> [Texte sélectionné]
+ + +

​Pêche à la tortue : Répression absolue


Les images de la campagne de braconnage de tortues menée à Manuae en 2019 et jugée vendredi dernier parlent d'elles-même.
Tahiti, le 5 septembre 2022 – Quatre jours après le procès marquant de quatre braconniers de tortues à Manuae et au lendemain de notre article sur cette audience, Tahiti Infos revient en détails sur la politique “ferme” de la Polynésie française en matière de lutte contre la pêche à la tortue. Les premières réquisitions de prison ferme sont notamment saluées par le Pays.
 
Partie civile au récent procès de quatre pêcheurs pour le braconnage de vingt tortues à Manuae, la Polynésie française défend une application “ferme” des textes de loi qui régissent la protection des tortues au fenua. Lors d'une longue plaidoirie, vendredi dernier, la juriste représentant les intérêts du Pays a une nouvelle fois longuement détaillé les conséquences environnementales de telles pêches illégales, exposé les menaces qui pèsent sur les tortues marines polynésiennes, insisté sur la réglementation protégeant les espèces menacées au fenua ou encore balayé les arguments éculés des contrevenants sur la “méconnaissance” du droit ou la “tradition” de cette pêche… Un travail de fond qui finit visiblement par payer, puisque pour la première fois le tribunal correctionnel de Papeete a envisagé des peines de prison ferme à l'encontre de pêcheurs de tortue.

+ + +

> [Matériau de travail]
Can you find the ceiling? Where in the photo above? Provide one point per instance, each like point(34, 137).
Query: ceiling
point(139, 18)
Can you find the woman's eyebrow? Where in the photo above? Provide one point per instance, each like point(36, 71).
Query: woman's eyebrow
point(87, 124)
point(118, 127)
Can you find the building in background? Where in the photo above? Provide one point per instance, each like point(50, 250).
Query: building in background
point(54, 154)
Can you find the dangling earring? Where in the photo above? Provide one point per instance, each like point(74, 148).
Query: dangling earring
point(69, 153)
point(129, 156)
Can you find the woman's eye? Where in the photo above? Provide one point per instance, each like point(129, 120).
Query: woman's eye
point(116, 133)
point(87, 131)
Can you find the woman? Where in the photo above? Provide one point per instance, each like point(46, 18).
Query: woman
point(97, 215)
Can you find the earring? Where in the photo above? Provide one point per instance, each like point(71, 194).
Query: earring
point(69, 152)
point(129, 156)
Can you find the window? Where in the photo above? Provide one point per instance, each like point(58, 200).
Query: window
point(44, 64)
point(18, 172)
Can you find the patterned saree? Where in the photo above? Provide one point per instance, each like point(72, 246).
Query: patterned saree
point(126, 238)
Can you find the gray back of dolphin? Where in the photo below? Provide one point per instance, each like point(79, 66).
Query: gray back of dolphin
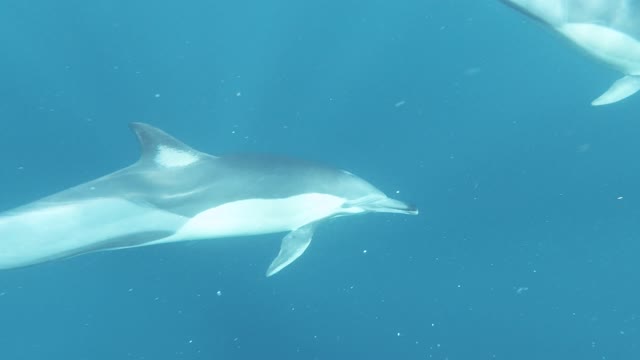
point(607, 30)
point(175, 193)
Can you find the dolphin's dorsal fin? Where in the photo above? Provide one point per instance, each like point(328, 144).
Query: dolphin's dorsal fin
point(162, 149)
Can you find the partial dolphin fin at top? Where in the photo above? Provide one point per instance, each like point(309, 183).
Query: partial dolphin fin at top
point(607, 30)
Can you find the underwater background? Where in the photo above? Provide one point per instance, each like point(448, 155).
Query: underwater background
point(526, 246)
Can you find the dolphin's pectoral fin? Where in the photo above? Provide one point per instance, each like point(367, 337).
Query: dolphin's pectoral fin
point(293, 245)
point(620, 89)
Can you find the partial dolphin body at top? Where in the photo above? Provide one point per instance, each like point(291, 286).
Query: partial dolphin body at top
point(608, 30)
point(175, 193)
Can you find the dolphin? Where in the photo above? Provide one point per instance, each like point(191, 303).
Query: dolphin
point(176, 193)
point(607, 30)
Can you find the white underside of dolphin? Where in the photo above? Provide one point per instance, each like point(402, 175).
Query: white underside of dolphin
point(602, 29)
point(175, 193)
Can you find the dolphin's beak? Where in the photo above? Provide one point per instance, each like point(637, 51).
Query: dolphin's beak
point(387, 205)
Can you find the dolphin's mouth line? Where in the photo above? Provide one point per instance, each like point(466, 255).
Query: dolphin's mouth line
point(377, 203)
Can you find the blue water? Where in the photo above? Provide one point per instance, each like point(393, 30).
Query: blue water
point(527, 242)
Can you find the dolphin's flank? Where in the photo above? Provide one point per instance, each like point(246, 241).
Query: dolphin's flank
point(176, 193)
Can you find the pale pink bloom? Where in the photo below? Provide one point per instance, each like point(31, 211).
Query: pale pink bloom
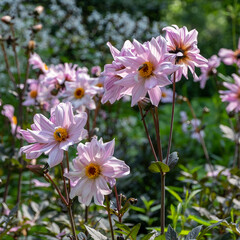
point(182, 46)
point(232, 95)
point(148, 69)
point(95, 167)
point(37, 63)
point(81, 92)
point(53, 136)
point(114, 72)
point(96, 71)
point(167, 95)
point(208, 71)
point(34, 88)
point(8, 111)
point(37, 183)
point(230, 57)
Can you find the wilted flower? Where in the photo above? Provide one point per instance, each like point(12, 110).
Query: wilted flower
point(211, 70)
point(148, 70)
point(232, 95)
point(53, 136)
point(230, 57)
point(182, 46)
point(95, 167)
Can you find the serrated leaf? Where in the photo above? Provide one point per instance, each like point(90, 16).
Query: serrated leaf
point(194, 233)
point(133, 233)
point(171, 234)
point(172, 160)
point(95, 234)
point(158, 167)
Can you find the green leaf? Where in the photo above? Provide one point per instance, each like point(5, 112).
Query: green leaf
point(95, 234)
point(199, 220)
point(134, 231)
point(172, 160)
point(156, 167)
point(174, 194)
point(194, 233)
point(209, 228)
point(171, 234)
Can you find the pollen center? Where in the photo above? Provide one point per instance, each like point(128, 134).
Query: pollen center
point(145, 70)
point(60, 134)
point(79, 93)
point(33, 94)
point(14, 120)
point(92, 171)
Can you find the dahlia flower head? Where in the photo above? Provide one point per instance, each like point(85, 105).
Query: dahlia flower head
point(183, 50)
point(232, 96)
point(208, 71)
point(80, 93)
point(54, 136)
point(114, 72)
point(95, 168)
point(144, 70)
point(229, 57)
point(37, 63)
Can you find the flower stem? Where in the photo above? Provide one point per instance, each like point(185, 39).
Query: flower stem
point(172, 118)
point(147, 133)
point(118, 204)
point(109, 216)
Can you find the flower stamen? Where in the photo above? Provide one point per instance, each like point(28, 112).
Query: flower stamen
point(145, 70)
point(92, 171)
point(60, 134)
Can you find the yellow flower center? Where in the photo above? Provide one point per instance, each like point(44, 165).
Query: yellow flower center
point(33, 94)
point(145, 70)
point(99, 85)
point(14, 120)
point(60, 134)
point(79, 93)
point(164, 94)
point(92, 171)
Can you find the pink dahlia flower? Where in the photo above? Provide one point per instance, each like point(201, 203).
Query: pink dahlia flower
point(37, 63)
point(182, 46)
point(208, 71)
point(81, 92)
point(232, 95)
point(230, 57)
point(53, 136)
point(114, 72)
point(95, 167)
point(148, 70)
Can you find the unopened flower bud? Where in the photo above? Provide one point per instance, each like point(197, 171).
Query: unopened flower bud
point(133, 200)
point(37, 28)
point(145, 104)
point(37, 169)
point(6, 19)
point(31, 45)
point(38, 10)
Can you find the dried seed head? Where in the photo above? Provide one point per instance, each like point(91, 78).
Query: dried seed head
point(6, 19)
point(37, 28)
point(38, 10)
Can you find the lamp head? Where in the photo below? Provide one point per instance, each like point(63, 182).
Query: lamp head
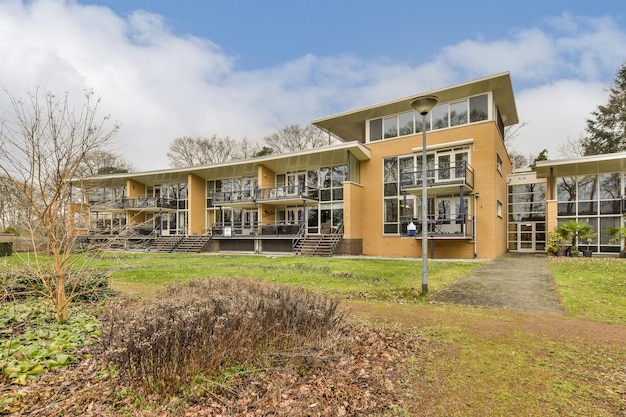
point(424, 104)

+ + +

> [Tâches à réaliser]
a) Transcrivez un passage de l'article sur la pêche à la tortue : commencez aux mots « Tahiti, le 5 » et arrêtez-vous après « par le Pays. ».
b) Réécrivez uniquement un extrait des enregistrements en remplaçant « flower stem » par « stalk », sans rien modifier d'autre. Commencez à la ligne contenant « Can you find the pollen » et arrêtez-vous après celle contenant « point(109, 216) ».

> [Réponses par tâche]
a)
Tahiti, le 5 septembre 2022 – Quatre jours après le procès marquant de quatre braconniers de tortues à Manuae et au lendemain de notre article sur cette audience, Tahiti Infos revient en détails sur la politique “ferme” de la Polynésie française en matière de lutte contre la pêche à la tortue. Les premières réquisitions de prison ferme sont notamment saluées par le Pays.

b)
Can you find the pollen center? Where in the photo above? Provide one point per instance, each like point(128, 134).
Query: pollen center
point(145, 70)
point(60, 134)
point(79, 93)
point(33, 94)
point(14, 120)
point(92, 171)
Can you find the dahlia flower head? Where in the photo above? Provide one point per instance, each like point(85, 105).
Query: dahlia flower head
point(183, 50)
point(232, 96)
point(208, 71)
point(80, 93)
point(54, 136)
point(114, 72)
point(95, 168)
point(144, 70)
point(229, 57)
point(37, 63)
Can you find the stalk? Where in the photo above? Provide one point per instance, each like point(185, 39).
Query: stalk
point(172, 118)
point(147, 133)
point(118, 204)
point(109, 216)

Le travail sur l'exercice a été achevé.